Description of the task> From the listing below, output only the lines starting at the line that has "The task is" and ending at the line that has "negative clicks: (282, 300) (273, 292)", exactly as they appear, ends included.

Material provided>
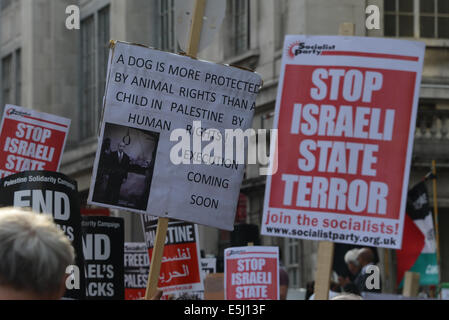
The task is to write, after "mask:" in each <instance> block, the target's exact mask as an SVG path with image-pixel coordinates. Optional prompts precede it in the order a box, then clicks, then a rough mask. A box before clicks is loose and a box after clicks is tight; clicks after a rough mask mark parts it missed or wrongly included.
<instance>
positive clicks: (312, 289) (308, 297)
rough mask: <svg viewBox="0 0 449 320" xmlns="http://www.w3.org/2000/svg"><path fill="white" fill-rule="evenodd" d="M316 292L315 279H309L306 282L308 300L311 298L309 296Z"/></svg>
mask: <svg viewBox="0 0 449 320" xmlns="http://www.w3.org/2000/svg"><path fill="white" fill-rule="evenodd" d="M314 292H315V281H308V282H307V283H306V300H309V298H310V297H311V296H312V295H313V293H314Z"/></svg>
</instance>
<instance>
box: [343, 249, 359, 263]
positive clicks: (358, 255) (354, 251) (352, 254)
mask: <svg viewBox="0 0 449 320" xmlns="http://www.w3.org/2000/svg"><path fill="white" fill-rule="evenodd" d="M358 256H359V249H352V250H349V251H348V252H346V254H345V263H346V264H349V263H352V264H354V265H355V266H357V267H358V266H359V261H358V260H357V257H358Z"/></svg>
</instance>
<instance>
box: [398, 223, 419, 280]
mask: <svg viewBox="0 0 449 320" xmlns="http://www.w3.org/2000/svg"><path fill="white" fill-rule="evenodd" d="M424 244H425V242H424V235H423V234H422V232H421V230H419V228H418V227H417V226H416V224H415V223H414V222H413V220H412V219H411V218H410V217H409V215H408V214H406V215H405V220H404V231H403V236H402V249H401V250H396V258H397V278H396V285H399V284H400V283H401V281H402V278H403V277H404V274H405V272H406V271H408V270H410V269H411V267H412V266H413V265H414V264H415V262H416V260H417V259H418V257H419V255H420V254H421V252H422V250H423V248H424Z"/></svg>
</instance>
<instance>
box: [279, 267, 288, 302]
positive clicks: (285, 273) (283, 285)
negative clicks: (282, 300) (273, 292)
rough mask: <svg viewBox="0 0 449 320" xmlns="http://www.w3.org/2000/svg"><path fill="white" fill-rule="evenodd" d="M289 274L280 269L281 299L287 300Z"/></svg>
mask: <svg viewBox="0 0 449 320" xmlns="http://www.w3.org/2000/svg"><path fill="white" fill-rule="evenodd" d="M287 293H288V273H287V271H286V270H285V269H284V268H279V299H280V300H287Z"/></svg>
...
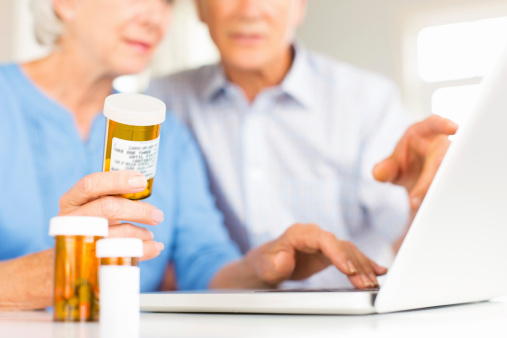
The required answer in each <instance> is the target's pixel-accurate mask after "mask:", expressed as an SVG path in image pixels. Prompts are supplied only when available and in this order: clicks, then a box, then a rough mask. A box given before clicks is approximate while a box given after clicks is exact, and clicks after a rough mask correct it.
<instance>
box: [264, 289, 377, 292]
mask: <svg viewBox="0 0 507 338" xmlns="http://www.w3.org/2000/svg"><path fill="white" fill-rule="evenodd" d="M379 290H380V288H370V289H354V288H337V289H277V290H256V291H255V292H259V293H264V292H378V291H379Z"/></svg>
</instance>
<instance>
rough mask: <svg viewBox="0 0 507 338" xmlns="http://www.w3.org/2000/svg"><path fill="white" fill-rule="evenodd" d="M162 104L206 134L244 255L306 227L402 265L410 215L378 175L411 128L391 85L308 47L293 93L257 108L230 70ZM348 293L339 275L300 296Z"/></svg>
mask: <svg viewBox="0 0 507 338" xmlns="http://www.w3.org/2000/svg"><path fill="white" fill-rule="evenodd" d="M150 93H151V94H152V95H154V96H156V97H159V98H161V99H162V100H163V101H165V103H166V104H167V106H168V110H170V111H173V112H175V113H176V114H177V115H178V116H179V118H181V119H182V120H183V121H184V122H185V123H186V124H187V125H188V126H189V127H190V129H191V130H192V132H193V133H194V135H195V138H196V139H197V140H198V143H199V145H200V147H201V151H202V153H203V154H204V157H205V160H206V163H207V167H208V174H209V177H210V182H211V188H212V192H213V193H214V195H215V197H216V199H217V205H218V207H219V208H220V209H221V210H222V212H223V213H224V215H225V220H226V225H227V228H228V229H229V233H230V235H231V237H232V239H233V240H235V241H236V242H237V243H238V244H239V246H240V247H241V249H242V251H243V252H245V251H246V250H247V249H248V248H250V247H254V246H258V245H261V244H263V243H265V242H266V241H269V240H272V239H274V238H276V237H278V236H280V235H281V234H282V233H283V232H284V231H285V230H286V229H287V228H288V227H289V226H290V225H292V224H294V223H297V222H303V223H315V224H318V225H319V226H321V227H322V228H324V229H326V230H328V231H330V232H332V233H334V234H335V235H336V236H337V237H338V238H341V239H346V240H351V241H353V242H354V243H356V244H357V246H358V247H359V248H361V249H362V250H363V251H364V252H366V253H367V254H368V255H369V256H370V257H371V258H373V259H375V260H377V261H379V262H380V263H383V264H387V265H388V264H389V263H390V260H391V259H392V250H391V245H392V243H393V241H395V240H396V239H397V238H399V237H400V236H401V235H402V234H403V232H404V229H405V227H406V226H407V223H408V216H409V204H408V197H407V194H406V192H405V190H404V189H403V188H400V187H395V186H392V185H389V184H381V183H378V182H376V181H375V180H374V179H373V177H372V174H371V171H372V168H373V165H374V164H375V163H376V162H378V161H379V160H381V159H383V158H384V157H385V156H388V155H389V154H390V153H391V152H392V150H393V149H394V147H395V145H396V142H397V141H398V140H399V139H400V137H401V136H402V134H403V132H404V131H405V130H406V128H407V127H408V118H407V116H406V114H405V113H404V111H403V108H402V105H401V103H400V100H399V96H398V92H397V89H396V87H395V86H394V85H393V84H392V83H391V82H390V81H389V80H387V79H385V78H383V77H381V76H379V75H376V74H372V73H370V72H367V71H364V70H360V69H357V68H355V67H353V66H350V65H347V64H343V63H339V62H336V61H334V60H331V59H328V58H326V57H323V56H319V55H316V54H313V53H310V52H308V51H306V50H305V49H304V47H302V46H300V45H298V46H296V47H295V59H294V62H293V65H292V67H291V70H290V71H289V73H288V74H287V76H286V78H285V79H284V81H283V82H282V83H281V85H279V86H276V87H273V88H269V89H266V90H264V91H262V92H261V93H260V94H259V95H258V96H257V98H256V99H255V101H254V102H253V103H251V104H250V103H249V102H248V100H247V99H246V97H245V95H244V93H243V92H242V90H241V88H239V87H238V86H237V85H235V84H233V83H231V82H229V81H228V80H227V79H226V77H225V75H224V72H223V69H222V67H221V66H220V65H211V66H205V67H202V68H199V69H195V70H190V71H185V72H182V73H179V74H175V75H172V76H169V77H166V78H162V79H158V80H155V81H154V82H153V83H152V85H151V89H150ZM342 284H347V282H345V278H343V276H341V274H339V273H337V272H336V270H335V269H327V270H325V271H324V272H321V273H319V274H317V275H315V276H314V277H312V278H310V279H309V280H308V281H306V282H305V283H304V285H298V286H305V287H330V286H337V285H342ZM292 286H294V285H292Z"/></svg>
==
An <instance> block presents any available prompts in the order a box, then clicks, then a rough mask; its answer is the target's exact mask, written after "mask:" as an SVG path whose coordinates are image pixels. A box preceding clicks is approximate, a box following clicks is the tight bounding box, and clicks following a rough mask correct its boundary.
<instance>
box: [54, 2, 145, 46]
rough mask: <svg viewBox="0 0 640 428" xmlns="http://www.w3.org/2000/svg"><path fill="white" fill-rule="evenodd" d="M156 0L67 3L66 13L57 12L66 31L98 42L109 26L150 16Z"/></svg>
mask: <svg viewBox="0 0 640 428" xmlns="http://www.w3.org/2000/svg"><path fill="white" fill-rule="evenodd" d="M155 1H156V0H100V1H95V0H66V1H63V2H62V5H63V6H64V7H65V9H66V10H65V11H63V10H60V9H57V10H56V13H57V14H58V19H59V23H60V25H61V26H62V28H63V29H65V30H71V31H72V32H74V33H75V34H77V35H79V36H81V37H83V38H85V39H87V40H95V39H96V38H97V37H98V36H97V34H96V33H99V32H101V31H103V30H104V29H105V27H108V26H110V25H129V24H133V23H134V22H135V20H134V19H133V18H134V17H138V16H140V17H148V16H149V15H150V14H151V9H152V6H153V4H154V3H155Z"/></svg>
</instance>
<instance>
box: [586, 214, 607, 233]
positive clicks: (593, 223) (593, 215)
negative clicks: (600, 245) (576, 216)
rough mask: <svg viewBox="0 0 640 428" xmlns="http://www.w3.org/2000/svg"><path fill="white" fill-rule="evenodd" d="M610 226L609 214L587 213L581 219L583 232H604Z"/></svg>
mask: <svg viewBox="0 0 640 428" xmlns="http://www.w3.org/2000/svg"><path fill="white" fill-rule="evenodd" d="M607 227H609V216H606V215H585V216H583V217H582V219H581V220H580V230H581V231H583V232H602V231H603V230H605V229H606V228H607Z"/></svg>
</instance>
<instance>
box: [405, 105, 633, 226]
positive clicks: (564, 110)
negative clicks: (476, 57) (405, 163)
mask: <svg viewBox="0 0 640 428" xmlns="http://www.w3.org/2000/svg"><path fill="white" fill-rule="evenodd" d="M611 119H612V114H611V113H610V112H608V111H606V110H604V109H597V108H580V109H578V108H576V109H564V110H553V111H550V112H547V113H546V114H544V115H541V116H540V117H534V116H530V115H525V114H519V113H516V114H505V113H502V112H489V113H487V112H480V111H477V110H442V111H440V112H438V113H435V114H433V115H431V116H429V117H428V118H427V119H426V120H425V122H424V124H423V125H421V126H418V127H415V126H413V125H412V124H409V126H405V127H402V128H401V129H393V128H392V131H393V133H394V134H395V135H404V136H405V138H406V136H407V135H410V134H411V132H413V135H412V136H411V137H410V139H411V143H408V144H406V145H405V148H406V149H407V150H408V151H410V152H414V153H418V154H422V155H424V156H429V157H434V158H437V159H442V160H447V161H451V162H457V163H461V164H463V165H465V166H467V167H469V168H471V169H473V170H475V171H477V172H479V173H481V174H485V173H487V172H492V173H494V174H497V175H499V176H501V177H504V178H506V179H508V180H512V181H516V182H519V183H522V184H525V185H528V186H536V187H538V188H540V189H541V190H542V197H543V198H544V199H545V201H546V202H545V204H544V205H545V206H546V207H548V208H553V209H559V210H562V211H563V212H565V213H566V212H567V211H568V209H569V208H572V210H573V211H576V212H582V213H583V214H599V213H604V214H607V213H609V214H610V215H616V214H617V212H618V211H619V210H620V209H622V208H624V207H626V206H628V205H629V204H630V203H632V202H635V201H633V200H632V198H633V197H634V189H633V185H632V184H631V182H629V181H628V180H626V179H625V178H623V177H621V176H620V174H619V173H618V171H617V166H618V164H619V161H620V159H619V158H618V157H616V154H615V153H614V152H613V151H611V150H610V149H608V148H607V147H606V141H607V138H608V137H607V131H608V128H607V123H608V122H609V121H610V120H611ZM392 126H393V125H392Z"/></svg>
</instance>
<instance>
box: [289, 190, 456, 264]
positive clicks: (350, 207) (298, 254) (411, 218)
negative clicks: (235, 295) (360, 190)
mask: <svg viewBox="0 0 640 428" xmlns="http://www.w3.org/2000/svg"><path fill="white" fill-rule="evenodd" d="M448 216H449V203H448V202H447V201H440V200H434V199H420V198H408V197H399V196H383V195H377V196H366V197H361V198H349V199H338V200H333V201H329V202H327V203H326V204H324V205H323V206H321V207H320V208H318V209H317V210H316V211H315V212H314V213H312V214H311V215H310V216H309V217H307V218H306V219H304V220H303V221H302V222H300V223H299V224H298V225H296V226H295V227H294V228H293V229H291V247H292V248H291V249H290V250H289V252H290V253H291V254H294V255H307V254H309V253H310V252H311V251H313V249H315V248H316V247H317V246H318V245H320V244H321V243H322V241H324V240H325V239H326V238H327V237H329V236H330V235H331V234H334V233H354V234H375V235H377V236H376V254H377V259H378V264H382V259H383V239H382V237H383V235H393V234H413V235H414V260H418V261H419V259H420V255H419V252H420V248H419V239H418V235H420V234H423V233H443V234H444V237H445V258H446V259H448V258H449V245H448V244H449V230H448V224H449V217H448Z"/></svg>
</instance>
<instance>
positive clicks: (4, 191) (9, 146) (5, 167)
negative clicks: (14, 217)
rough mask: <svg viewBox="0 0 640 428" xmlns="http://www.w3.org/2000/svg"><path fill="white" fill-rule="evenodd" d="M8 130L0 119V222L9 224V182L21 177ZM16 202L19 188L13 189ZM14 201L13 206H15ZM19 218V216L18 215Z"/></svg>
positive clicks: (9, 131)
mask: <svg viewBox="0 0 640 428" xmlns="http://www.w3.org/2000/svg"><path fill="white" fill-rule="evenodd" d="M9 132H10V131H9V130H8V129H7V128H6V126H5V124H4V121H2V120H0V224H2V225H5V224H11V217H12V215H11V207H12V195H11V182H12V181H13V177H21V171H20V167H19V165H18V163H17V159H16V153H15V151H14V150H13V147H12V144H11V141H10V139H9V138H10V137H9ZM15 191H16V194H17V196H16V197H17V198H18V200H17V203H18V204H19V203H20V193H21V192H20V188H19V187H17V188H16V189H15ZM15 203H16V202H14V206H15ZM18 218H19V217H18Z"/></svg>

Result for this exercise>
The task is to write, after "mask:" in each <instance> block, the target's exact mask as an SVG path with image-pixel coordinates. Optional prompts precede it in the order a box, then clicks, then a rough mask. A box before clicks is loose and a box after clicks is tight; clicks after a rough mask mark parts it missed or wrongly included.
<instance>
positive clicks: (312, 289) (308, 297)
rough mask: <svg viewBox="0 0 449 320" xmlns="http://www.w3.org/2000/svg"><path fill="white" fill-rule="evenodd" d="M316 292L315 279H309L306 282L308 300L311 298L309 296Z"/></svg>
mask: <svg viewBox="0 0 449 320" xmlns="http://www.w3.org/2000/svg"><path fill="white" fill-rule="evenodd" d="M314 292H315V281H308V282H307V283H306V300H309V298H310V297H311V296H312V295H313V293H314Z"/></svg>
</instance>
<instance>
box: [343, 249, 359, 263]
positive clicks: (358, 255) (354, 251) (352, 254)
mask: <svg viewBox="0 0 449 320" xmlns="http://www.w3.org/2000/svg"><path fill="white" fill-rule="evenodd" d="M358 256H359V249H352V250H349V251H348V252H346V254H345V263H346V264H349V263H352V264H354V265H355V266H357V267H358V266H359V261H358V260H357V257H358Z"/></svg>
</instance>
<instance>
box: [398, 223, 419, 280]
mask: <svg viewBox="0 0 449 320" xmlns="http://www.w3.org/2000/svg"><path fill="white" fill-rule="evenodd" d="M424 244H425V242H424V235H423V234H422V232H421V230H419V228H418V227H417V226H416V224H415V223H414V222H413V220H412V219H411V218H410V217H409V215H408V214H406V215H405V220H404V231H403V236H402V249H401V250H396V258H397V278H396V285H399V284H400V283H401V281H402V278H403V277H404V274H405V272H406V271H408V270H410V269H411V267H412V266H413V265H414V264H415V262H416V260H417V259H418V257H419V255H420V254H421V252H422V250H423V248H424Z"/></svg>
</instance>
<instance>
box: [279, 267, 288, 302]
positive clicks: (285, 273) (283, 285)
negative clicks: (282, 300) (273, 292)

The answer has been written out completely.